» **Request A**: In the Hamster Marketplace piece, rewrite the part starting at "Firstly, he’s one" and ending at "without outside interference.", swapping "laws of robotics" for "rules for robots".
» **Request B**: According to the Hamster Marketplace piece, what had already been invented when the idea of an online marketplace with its own audience appeared?
» **Request C**: Carry on the Hamster Marketplace piece from its last sentence.

=== Text extract ===

Contracts with retailers too strict?

“— Well, let’s make our own marketplace, online, and with its own audience.”

This idea requires decentralising trust itself, without which it would be impossible for thousands of market users who don’t know each other to achieve self-organisation. It appeared at exactly the right moment: when blockchain had already been invented. But it’s one thing to successfully send, receive and save small packets of data. It’s another matter entirely to set up a multi-level global business within a two-dimensional system, including such powerful sectors as logistics, support and payments, while preserving its operating capacity. Could you live in a life-size sketch of a house, rather than at home? It turns out that the answer to the marketing inquiry of a project like Hamster Marketplace will be a fundamental technological solution, making it necessary to create a totally new type of management mechanism. In this case more than crypto technology is needed. All the same, you have to start working from an outline of the project on paper.

Isaac Asimov

What’s Isaac Asimov got to do with it?

What’s Isaac Asimov got to do with it?

Firstly, he’s one of our favourite science fiction authors.

Secondly, when we began to lay out the principles which a truly decentralised distributed system for managing a business should follow, it quickly became clear that we were forming our own laws of robotics. But in our case the chance of putting our ideas into practice is within sight, unlike Asimov, who created laws but didn’t live long enough to see robots appear.

As a side note, Asimov would probably have approved of the idea of a system that governs itself without outside interference.

Let’s get digging
Automatisation and decentralisation of the business management process can take root at very different levels: from the surface to the deepest level, which creates a fundamentally new way of managing a company.

=== Dataset extract ===

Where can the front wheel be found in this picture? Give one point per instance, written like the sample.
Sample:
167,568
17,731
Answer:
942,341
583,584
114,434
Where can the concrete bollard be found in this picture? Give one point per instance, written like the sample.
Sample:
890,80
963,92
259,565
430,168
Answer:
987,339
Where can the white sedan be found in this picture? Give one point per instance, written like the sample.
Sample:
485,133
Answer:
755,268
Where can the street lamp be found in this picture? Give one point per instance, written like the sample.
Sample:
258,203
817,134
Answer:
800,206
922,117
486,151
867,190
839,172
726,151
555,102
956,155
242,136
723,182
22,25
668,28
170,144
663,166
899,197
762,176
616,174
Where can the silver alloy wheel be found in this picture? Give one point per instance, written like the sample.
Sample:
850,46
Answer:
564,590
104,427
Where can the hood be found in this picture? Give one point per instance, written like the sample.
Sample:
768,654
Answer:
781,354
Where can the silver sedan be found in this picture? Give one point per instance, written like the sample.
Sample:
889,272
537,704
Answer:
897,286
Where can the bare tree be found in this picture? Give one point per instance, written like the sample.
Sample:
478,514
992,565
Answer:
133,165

===

» **Written response A**:
Firstly, he’s one of our favourite science fiction authors.

Secondly, when we began to lay out the principles which a truly decentralised distributed system for managing a business should follow, it quickly became clear that we were forming our own rules for robots. But in our case the chance of putting our ideas into practice is within sight, unlike Asimov, who created laws but didn’t live long enough to see robots appear.

As a side note, Asimov would probably have approved of the idea of a system that governs itself without outside interference.

» **Written response B**: Blockchain.

» **Written response C**:
The simplest method to put into practice is managing a company according to the principle of a joint-stock company, where the shareholders are the producers who are represented on the marketplace — once a year they choose the governing body of the company. The governing body in turn manages the company like a normal business, for a salary plus bonuses. In this case blockchain acts as a protection against corporate machinations with voting.

At the next level of immersion into the architecture of the business, blockchain can offer a reliable infrastructure for bookkeeping. According to the most recent EU directives, records in blockchain can be considered by the examining bodies as official valid documents. As such they can serve as an instrument for confirming honesty for the company’s shareholders, who want to be sure that the data given by management in the accounts is valid.

If the two points mentioned above are hardly new, then not a single business in the world has yet used blockchain directly to manage the company’s budget or allocate resources. Blockchain is necessary here not so much as a mechanism for transactions (it’s not going to be possible any time soon for a legal business to function fully using crypto currencies), but as a mechanism for transferring and taking into account orders to a normal bank. Orders in the form of smart-contracts allow the process to be additionally automatised and sped up on the one hand, and guarantee a new level of reliability on the other.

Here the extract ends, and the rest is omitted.